**PROVIDED RECORDS**
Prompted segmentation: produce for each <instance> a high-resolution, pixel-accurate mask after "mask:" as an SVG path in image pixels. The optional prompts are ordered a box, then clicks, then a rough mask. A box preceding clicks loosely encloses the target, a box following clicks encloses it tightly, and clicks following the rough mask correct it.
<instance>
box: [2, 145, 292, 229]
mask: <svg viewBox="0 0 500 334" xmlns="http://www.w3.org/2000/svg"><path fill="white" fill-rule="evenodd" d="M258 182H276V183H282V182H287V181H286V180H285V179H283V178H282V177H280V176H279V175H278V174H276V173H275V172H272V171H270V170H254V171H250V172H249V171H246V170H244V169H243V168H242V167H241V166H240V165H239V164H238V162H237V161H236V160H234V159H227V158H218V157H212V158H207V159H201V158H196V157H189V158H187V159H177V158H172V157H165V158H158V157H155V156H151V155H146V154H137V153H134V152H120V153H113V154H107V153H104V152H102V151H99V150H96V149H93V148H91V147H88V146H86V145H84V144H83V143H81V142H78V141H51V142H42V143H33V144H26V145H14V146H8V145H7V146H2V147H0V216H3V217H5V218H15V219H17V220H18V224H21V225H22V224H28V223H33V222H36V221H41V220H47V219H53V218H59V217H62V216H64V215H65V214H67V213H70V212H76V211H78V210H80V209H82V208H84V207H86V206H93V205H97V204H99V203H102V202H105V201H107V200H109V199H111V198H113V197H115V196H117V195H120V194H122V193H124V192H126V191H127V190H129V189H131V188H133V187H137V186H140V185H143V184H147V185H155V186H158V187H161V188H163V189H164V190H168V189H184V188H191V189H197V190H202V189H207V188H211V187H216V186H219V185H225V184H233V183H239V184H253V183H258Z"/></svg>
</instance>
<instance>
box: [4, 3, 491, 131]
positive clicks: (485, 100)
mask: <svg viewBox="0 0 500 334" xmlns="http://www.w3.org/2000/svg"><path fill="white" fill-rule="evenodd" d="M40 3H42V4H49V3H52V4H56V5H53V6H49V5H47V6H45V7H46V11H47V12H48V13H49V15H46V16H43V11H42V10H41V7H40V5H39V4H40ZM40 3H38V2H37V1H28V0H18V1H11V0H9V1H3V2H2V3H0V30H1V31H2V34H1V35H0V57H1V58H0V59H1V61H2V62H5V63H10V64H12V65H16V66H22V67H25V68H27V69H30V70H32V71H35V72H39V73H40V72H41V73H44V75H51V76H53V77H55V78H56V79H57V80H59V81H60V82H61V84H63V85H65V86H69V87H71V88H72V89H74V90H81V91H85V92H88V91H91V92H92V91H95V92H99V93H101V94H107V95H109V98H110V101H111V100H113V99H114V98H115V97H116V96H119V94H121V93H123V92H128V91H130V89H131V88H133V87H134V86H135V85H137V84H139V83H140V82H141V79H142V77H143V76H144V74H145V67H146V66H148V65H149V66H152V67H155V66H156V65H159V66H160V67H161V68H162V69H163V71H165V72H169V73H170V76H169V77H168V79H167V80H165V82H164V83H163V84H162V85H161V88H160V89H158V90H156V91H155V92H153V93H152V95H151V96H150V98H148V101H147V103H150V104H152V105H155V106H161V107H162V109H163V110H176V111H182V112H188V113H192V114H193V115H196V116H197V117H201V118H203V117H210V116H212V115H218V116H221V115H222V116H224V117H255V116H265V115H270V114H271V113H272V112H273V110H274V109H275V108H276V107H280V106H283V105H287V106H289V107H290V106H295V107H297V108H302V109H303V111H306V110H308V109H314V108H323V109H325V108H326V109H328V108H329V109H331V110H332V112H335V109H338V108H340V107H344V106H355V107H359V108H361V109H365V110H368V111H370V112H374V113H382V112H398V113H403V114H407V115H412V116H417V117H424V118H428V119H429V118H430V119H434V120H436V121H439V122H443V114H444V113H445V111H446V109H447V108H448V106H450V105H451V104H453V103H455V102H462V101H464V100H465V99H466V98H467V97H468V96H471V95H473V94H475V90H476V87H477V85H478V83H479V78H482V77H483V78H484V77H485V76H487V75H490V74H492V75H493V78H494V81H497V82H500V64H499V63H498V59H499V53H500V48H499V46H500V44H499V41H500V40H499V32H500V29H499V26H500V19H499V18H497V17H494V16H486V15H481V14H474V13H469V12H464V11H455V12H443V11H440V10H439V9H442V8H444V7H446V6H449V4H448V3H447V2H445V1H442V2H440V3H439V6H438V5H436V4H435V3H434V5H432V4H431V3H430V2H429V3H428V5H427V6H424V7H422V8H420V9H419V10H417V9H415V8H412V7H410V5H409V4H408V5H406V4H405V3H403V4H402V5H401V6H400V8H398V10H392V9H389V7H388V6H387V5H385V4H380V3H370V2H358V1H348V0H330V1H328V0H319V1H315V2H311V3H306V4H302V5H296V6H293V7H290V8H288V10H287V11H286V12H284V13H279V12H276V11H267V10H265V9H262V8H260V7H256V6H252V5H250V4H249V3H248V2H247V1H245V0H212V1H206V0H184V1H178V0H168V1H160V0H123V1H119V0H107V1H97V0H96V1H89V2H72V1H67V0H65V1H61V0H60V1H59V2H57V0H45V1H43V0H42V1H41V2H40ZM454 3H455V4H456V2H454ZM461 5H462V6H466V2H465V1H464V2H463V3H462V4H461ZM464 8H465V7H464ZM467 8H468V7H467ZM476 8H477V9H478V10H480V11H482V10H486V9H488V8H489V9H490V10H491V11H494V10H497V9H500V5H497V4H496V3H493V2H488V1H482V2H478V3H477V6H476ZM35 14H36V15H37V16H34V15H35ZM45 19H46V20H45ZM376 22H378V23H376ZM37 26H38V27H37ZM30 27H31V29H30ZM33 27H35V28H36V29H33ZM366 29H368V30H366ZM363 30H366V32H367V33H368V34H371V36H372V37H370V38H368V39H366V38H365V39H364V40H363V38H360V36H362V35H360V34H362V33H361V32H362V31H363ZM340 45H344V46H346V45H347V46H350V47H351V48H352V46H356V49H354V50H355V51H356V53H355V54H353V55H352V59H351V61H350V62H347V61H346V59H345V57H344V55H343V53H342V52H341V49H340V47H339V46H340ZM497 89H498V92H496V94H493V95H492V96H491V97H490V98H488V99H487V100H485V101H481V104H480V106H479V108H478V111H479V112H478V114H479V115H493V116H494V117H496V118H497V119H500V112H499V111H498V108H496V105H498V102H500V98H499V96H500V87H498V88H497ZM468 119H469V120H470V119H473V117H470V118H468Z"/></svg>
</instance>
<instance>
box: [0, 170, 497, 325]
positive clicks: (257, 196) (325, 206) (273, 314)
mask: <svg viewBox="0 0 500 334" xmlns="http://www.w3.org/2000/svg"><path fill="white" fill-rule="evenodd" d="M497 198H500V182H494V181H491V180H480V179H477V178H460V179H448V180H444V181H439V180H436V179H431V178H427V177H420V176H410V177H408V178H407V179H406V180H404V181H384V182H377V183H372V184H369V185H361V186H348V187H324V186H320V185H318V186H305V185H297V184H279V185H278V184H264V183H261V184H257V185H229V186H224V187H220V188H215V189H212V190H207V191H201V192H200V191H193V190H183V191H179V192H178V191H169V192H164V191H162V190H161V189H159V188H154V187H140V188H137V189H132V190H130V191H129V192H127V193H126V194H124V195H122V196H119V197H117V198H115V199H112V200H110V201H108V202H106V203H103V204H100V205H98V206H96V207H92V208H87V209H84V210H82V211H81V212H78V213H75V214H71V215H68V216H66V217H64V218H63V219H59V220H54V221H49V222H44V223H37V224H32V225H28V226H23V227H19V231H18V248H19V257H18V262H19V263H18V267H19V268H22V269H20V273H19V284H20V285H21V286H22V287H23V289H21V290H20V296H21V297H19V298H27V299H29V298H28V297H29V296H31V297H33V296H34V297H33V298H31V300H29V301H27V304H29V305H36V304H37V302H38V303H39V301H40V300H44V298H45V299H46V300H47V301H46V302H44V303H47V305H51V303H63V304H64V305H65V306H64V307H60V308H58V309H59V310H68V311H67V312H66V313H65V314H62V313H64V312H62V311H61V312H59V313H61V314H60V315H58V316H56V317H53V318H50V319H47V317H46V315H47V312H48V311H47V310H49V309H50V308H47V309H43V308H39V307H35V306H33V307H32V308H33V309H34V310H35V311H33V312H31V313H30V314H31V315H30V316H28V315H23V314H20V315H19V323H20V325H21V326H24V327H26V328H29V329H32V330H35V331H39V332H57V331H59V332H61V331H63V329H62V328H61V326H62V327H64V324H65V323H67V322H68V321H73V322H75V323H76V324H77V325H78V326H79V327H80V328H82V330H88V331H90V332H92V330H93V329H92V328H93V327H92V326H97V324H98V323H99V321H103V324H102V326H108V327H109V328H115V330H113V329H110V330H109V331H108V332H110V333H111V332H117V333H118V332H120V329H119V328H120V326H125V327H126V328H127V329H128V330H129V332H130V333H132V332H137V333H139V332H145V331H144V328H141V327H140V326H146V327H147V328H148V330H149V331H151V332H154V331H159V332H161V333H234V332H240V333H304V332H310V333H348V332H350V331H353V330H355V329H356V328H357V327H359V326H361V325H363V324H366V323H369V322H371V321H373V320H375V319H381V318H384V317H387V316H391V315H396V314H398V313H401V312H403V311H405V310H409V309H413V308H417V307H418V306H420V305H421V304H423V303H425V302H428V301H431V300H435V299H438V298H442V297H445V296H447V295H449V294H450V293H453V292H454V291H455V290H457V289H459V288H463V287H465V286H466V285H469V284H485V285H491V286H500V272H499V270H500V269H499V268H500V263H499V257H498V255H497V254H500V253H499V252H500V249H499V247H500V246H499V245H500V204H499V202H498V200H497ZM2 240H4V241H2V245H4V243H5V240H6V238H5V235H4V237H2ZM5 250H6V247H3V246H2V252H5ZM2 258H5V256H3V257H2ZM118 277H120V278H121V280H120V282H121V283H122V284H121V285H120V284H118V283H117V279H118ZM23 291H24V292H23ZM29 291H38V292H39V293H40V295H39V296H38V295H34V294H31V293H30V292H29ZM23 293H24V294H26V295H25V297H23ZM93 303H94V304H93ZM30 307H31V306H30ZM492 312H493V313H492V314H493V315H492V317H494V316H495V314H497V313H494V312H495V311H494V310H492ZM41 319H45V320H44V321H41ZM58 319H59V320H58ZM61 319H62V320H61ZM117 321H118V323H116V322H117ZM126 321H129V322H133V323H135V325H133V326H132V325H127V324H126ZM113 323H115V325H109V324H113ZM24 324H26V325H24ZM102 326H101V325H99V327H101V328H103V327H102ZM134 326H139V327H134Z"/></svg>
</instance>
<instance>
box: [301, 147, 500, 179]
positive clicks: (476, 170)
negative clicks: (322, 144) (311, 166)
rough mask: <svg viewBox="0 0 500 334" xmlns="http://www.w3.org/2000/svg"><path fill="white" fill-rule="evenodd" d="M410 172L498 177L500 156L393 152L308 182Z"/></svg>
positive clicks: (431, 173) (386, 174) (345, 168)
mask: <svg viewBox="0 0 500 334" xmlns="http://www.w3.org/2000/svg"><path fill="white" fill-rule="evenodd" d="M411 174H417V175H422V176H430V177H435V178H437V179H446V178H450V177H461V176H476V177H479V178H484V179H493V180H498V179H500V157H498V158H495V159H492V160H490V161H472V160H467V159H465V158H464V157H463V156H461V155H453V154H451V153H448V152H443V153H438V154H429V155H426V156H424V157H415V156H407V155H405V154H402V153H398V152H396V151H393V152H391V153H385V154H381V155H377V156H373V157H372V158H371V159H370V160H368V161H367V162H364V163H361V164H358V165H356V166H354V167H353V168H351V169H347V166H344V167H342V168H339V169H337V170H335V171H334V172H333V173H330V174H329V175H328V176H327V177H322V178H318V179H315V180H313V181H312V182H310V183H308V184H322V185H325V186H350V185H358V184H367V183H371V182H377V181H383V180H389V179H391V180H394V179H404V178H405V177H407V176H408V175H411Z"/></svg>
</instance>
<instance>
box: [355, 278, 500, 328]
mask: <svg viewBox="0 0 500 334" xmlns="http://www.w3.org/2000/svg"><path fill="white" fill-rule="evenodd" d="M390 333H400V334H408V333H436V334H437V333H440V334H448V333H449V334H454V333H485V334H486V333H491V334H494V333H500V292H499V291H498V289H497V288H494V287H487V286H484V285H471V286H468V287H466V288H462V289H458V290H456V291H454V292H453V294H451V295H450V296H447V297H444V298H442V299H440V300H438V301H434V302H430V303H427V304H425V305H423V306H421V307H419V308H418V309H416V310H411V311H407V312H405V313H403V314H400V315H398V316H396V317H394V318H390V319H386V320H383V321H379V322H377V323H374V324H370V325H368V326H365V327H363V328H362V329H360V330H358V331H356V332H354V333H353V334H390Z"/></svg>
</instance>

**EXERCISE**
Across the listing, count every line with the word "rough" in it. Answer with the number alone.

**ANSWER TO THIS PROBLEM**
2